[EXTRACT PROVIDED — start]

But aren’t tariffs bad for the economy?
Yes, yes they are. All economists generally agree that artificially changing prices is ‘bad’ in terms of economic efficiency. Taxes, tariffs, price controls, etc reduce the amount of free trade that would go on between individuals– including individuals across national borders.***
Either the market has already priced these things in, OR the market doesn’t really believe that Trump will stick to the tariffs in a meaningful way. Trump has already decided to wait a month on the Mexico tariffs, a day before they were scheduled to roll out. I believe that the feedback of markets will hit Trump and his wealthy advisors hard enough that they back off later.
The market (and I) could be terribly wrong, and Trump– or something else– may tank the market for a long(er) time. No one knows, so the best thing to do is just ride out any bumps. The amount of time your money sits in the stock market is the best predictor of your future wealth. Investors who trade the most frequently have the worst returns.
(0) Pay off any high interest debt (> ~8%) (1) make sure you have a cash cushion of 3-6 months’ living expenses on hand. Count what you have in other investments as well when thinking about how well you could weather a financial storm. (2) max out your tax-advantaged accounts (HSA, 401k, Roth IRAs, 529 plan) (3) invest the rest in a taxable account if you still have more take-home cash (4) Enjoy life to the fullest and strike the right balance between spending now on making great memories & living a fine life vs saving for the future.

[EXTRACT PROVIDED — finish]
[SUPPLIED INFORMATION — start]

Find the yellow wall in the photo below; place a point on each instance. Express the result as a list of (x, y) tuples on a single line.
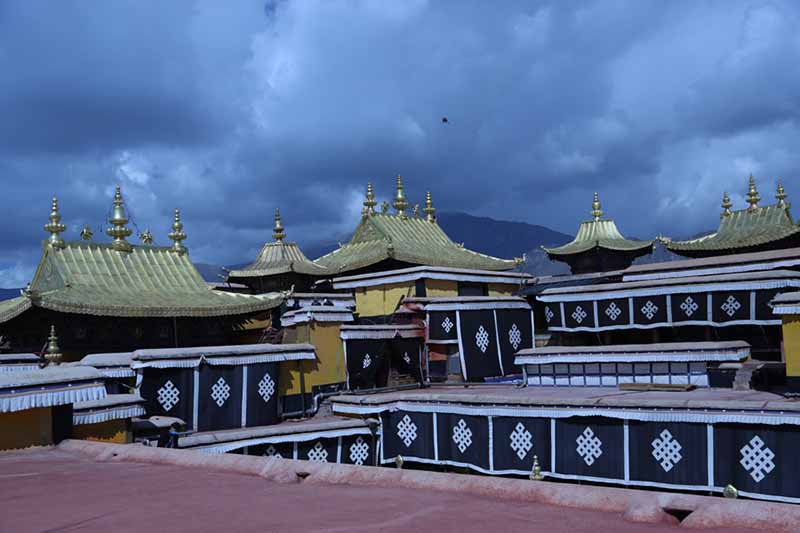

[SUPPLIED INFORMATION — finish]

Continue the piece on tariffs and investing from the point where it stops.

## ANSWER AREA:
If you’re not currently a client, or have family or friends that could use a good advisor, contact me to learn how I can help.
COVID and the virtue of doing nothing
Pretend you knew with certainty that COVID was coming and it’s December 2019. Patient Zero just started to feel sick in his home in Wuhan. The S&P 500 is at 3,200. You pull all of your money out of the market, intending to move back in when the pandemic feels over. The S&P 500 craters to 2,600 by Feb 2020, dropping 20%. You pat yourself on a market well-timed, but remind yourself that things could get worse! Schools are closed, unemployment has spiked, and the Federal government is running huge deficits trying to deal with the fallout. Best to wait a few more months.
In July 2020, the market is hovering around 3,400, but you continue to wait: new variants keep coming up all the time. What if a majority of people won’t take the vaccines being worked on, or what if it’s not effective? (The first COVID vaccine didn’t start until Dec 2020. ~80% of schools were still closed in Jan 2021.)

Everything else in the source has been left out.